Give the entries again exactly; drop the pictures.

(Natural language region descriptions)
☆ ☆ ☆ ☆ ☆ ☆ ☆
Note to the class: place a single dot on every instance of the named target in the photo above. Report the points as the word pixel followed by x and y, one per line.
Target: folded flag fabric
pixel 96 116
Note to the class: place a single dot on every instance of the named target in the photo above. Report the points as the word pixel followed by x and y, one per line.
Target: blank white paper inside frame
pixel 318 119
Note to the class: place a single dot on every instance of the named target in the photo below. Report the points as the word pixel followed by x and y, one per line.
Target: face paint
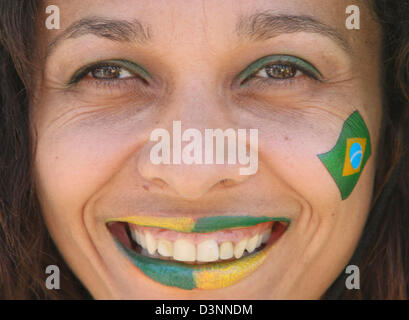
☆ ☆ ☆ ☆ ☆ ☆ ☆
▶ RESPONSE FOR THIS EXERCISE
Note to the class: place a single dot on every instance of the named target in the photo above. Report the points as the word pixel followed by x and y, one per line.
Target: folded flag fabric
pixel 96 116
Note to the class: place a single dot on every instance of the named target in the photo above. Report the points as the word pixel followed by x and y, one per line.
Target: blank white paper inside frame
pixel 318 119
Note to the class: place a single dot on every instance of the named target in the photo below. Report the points as the word pixel followed by x and y, one per line.
Target: face paint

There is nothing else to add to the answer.